#### AUSGEWÄHLTER ABSCHNITT
++++++++

Sehr geehrte Bundestagsabgeordneten,

das Bundeskabinett hat am 01.12.15 beschlossen, bis zu 1.200 deutsche Soldaten in den Krieg in Syrien zu entsenden. Als völkerrechtliche Grundlage wird dabei insbesondere das in der UN-Charta garantierte Recht auf kollektive Selbstverteidigung genannt, in Verbindung mit der im EU-Vertrag definierten Beistandspflicht, die nun offenbar die Bundesrepublik zur militärischen Unterstützung Frankreichs in Syrien verpflichten soll.

Willy Brandt wird folgender Satz zugeschrieben: „Von deutschem Boden darf nie wieder Krieg ausgehen.“ Unser Grundgesetz erlaubt in Artikel 87a nur die Aufstellung von Streitkräften zur Verteidigung und verbietet in Artikel 26 explizit Angriffskriege. Auch im 2plus4 Vertrag haben die damalige BRD und die DDR zugesichert, Waffen nur in Übereinstimmung mit der Verfassung und der Charta der Vereinten Nationen einzusetzen. In § 80 des Strafgesetzbuchs wird die Vorbereitung eines Angriffskriegs unter Strafe gestellt und ein Strafmaß von mindestens zehn Jahren vorgegeben. In §10 des Soldatengesetzes wird sogar jeder einzelne Vorgesetzte bei jedem
einzelnen Befehl auf die Beachtung des Völkerrechts verpflichtet. Der Gesetzgeber hat also die Hürden für einen Kriegseinsatz der Bundeswehr sehr hoch gesetzt.Dennoch sollen all diese Beschränkungen nun unterlaufen werden.

In Paris wurde ein Terroranschlag verübt, ein Verbrechen, bei dem nach jetzigem Kenntnisstand die Täter im Wesentlichen Franzosen und Belgier waren. Dies wird nun als Angriff von Außen interpretiert und soll als
Begründung für einen Kriegseinsatz in Syrien herhalten.

Welcher Krieg ließe sich in Zukunft nicht begründen, wenn wir diese Argumentation akzeptieren?

++++++++

#### BEREITGESTELLTE ANGABEN
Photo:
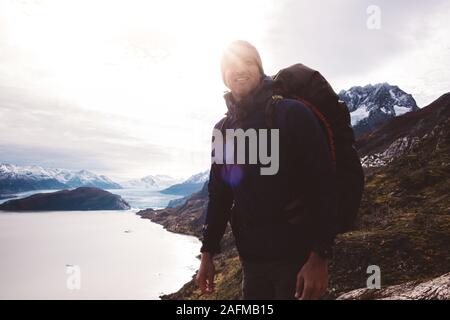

++++++++

#### DEINE AUFGABE
Beantworte die folgenden Fragen anhand des ausgewählten Abschnitts.
(a) Wie viele deutsche Soldaten sollen laut Kabinettsbeschluss nach Syrien entsandt werden?
(b) Welcher Artikel des Grundgesetzes verbietet ausdrücklich Angriffskriege?
(c) Welche Nationalität hatten die Täter des Anschlags in Paris nach damaligem Kenntnisstand im Wesentlichen?

#### ENDERGEBNIS
(a) Bis zu 1.200 Soldaten.
(b) Artikel 26.
(c) Es waren im Wesentlichen Franzosen und Belgier.